━━ DATASET RECORDS

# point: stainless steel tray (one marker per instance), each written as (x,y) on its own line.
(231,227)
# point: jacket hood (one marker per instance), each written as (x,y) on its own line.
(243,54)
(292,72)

━━━━

Render all of the rows above as a numbered list, leaving out any blank lines.

-- OUTPUT FOR THIS TASK --
1. # point: stainless steel tray (one marker per instance), each written as (x,y) on its own line.
2. (231,227)
3. # point: jacket hood (one marker per instance), each written as (x,y) on its own line.
4. (243,54)
5. (292,72)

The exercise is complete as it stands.